Top of Quoted passage

People were even stripped of their names as a way to dehumanize them. Mr. Panh became “Mr. Bald,” a reference to his head, which had been shaved to get rid of lice. Remembering the Khmer Rouge takeover on April 17, 1975, Mr. Panh writes: “From that day on, I, Rithy Panh, thirteen years old, have no more history, no more family, no more emotions, no more thoughts, no more unconscious. Was there a name? Was there an individual? There’s nothing anymore.”
Mr. Panh recounts stories of ordinary people who took risks to help him. He once made the mistake of saying a word in French. A Khmer official overheard him speaking the banned language, which could have doomed him as a member of the privileged class, but chose not to report him. Mr. Panh describes such deeds as the “banality of good,” reversing Hannah Arendt’s famous phrase about the evil of the Nazi killer Adolf Eichmann.

Bottom of Quoted passage
Top of Given records

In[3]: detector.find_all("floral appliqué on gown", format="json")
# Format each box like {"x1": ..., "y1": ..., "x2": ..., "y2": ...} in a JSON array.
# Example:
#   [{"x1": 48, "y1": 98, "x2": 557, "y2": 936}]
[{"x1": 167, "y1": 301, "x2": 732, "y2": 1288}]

Bottom of Given records

From the passage about Rithy Panh, reproduce word for word the stretch that opens with the words containing "Mr. Panh recounts" and closes with "killer Adolf Eichmann.".

Mr. Panh recounts stories of ordinary people who took risks to help him. He once made the mistake of saying a word in French. A Khmer official overheard him speaking the banned language, which could have doomed him as a member of the privileged class, but chose not to report him. Mr. Panh describes such deeds as the “banality of good,” reversing Hannah Arendt’s famous phrase about the evil of the Nazi killer Adolf Eichmann.